__PROBLEM REQUIREMENTS__. The response should consist of every record, reproduced exactly.

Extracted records
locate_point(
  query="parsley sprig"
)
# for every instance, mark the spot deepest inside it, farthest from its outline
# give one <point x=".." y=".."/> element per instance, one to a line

__ANSWER AREA__.
locate_point(
  query="parsley sprig"
)
# for every instance, mark the spot deepest inside it, farthest from its outline
# give one <point x=".." y=".."/> element per instance, one to a line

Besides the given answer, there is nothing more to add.